**Document text**
Remember "Dolly" the cloned sheep? Believe it or not, her birth led
to a new baldness treatment.
For years doctors have been transplanting hair. They harvest hair
follicles from an area on the head where the hair is more plentiful
-- usually at the back – and then transplant it to the thinning
spots. If you're balding, there's little hair left to work with.
But now, thanks to Dolly, pharmaceutical companies are actually
cloning hair.
"We would take probably three or four hairy follicular units, send
that to the company and the company will make the clones for us and
then we would transplant those clones back into the patient," Dr.
Mizuguchi said.
Mizuguchi, the director of Manhattan's Hair Restoration Surgery
Center, said they can make thousands of new hairs individually ready
for transplantation.
"We do expect it to be on the market possibly within the next year
or two," Dr. Richard Mizuguchi said.
Then there's mesotherapy, a series of injections of tiny doses of
medication and vitamins proven to stimulate hair growth.
"It works especially with women," Dr. Alexander Kulick said.
Miskelina Aluotto was devastated when she started losing hair on the
side and top of her head. Now after just a handful of mesotherapy
treatments she has a full head of hair again.
"I love it. I love it. You feel alive. You feel younger," Aluotto
said.
New advancements in wig and toupee technology can also make these
good options.
"The secret to the most natural looking hair piece is less hair, not
more hair," Joe Paris Sr.
Paris, known as the "Toupee King," has spent 40 years perfecting the
design of toupees and wigs. His latest has a virtually undetectable
hairline. Paris said it's constructed to look like it's growing
right out of the scalp.
"It's like a frame around a picture. You got to create proper
balance," Paris said.
The cost of one of these new hair pieces starts at about $1,500.
Transplanting cloned hair is expected to cost upwards of $10,000.

**Prompt**
Reproduce the stretch of the baldness treatment article from "For years doctors" through "to work with." word for word.

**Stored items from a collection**

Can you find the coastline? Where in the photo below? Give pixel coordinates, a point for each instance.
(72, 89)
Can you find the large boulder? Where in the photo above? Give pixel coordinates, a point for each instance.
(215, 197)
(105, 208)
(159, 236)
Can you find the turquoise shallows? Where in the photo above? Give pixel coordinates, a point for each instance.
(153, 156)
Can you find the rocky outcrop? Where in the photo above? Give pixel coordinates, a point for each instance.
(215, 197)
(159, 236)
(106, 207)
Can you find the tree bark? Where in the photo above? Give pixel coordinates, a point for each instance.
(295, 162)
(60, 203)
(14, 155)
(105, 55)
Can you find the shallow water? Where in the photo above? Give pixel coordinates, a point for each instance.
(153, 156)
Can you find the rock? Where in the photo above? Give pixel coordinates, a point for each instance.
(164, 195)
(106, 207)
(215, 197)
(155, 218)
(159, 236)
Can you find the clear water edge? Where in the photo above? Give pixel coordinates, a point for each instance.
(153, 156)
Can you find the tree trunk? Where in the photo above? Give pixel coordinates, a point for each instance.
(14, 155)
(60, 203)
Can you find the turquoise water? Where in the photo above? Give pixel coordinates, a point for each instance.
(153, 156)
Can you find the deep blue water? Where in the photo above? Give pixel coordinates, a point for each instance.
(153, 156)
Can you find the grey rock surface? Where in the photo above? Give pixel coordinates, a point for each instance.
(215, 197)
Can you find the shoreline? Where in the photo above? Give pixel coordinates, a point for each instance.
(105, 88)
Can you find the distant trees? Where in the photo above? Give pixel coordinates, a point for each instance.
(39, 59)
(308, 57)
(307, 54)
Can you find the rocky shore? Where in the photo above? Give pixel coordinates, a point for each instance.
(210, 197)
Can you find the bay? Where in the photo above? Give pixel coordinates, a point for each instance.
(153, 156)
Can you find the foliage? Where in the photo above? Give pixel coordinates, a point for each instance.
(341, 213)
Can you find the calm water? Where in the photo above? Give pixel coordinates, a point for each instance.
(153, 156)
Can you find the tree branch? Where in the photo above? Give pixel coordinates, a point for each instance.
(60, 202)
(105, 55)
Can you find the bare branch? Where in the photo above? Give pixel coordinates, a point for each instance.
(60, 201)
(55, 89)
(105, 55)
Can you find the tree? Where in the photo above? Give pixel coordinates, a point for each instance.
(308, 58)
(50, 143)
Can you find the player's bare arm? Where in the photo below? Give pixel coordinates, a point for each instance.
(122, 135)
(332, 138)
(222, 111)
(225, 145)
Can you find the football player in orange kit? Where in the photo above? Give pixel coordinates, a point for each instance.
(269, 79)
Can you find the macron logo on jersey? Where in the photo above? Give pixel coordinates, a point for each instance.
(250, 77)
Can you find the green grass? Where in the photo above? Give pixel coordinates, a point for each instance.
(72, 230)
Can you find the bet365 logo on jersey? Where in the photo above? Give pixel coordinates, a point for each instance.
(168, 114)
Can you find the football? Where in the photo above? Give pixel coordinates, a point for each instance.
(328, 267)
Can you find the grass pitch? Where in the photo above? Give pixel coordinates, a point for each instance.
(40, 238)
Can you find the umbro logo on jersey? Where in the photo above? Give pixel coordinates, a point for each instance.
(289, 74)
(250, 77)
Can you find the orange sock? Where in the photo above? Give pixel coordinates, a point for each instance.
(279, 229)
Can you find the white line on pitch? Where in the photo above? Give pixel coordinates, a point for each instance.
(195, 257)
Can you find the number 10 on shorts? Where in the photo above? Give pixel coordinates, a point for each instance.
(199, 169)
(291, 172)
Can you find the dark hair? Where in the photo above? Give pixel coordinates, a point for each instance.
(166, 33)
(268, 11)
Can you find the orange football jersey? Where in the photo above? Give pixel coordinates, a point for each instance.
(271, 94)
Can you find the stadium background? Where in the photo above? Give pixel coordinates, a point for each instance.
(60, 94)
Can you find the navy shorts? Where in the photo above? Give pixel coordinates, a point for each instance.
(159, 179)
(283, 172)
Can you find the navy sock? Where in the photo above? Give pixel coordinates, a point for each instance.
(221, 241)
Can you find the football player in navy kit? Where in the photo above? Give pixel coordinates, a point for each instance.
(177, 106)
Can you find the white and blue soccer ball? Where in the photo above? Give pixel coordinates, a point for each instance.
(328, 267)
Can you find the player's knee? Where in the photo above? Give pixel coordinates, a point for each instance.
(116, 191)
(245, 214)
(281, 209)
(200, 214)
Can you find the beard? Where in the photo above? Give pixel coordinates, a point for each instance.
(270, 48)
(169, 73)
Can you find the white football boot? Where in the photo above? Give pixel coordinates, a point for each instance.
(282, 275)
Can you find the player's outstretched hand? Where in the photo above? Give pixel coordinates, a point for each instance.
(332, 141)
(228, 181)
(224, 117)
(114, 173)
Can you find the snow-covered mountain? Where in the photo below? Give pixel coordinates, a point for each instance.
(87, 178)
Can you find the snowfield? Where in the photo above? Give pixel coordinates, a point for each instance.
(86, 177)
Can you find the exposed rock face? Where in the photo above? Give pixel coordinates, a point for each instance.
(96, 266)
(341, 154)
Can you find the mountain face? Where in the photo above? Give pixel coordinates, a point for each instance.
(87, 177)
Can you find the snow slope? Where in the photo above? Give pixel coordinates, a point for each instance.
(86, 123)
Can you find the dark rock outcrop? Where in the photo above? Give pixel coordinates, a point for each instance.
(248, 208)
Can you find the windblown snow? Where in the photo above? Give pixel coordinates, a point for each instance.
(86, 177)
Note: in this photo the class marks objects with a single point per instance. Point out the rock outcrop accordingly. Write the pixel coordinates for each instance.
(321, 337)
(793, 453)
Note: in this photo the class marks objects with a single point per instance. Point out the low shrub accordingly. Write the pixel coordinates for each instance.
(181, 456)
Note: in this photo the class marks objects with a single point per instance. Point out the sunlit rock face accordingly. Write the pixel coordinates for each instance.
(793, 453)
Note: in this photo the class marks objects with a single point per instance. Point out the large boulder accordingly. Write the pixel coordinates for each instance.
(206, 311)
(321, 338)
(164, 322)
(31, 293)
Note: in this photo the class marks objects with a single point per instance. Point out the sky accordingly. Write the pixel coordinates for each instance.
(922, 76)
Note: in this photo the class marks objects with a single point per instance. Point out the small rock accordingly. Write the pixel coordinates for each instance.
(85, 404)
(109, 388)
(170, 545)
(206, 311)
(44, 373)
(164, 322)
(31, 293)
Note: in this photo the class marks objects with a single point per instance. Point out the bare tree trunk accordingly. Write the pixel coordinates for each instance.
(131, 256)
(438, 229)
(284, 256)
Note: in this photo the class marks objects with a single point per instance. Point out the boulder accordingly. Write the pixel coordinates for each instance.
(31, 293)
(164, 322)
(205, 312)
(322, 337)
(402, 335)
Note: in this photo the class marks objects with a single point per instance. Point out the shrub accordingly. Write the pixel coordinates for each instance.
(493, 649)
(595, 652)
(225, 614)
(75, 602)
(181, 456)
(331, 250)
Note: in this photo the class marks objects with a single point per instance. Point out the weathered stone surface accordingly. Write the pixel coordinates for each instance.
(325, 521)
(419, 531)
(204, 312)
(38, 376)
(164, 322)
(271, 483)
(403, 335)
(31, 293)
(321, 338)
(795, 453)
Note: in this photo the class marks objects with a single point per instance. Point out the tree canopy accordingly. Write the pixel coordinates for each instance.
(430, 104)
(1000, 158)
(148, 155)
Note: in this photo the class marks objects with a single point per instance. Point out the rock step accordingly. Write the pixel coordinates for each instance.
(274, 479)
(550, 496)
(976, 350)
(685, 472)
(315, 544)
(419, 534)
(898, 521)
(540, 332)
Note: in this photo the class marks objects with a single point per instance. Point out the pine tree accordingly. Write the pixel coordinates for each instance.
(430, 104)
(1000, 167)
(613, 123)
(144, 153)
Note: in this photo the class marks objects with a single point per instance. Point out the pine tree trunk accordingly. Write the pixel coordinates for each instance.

**Answer area**
For years doctors have been transplanting hair. They harvest hair
follicles from an area on the head where the hair is more plentiful
-- usually at the back – and then transplant it to the thinning
spots. If you're balding, there's little hair left to work with.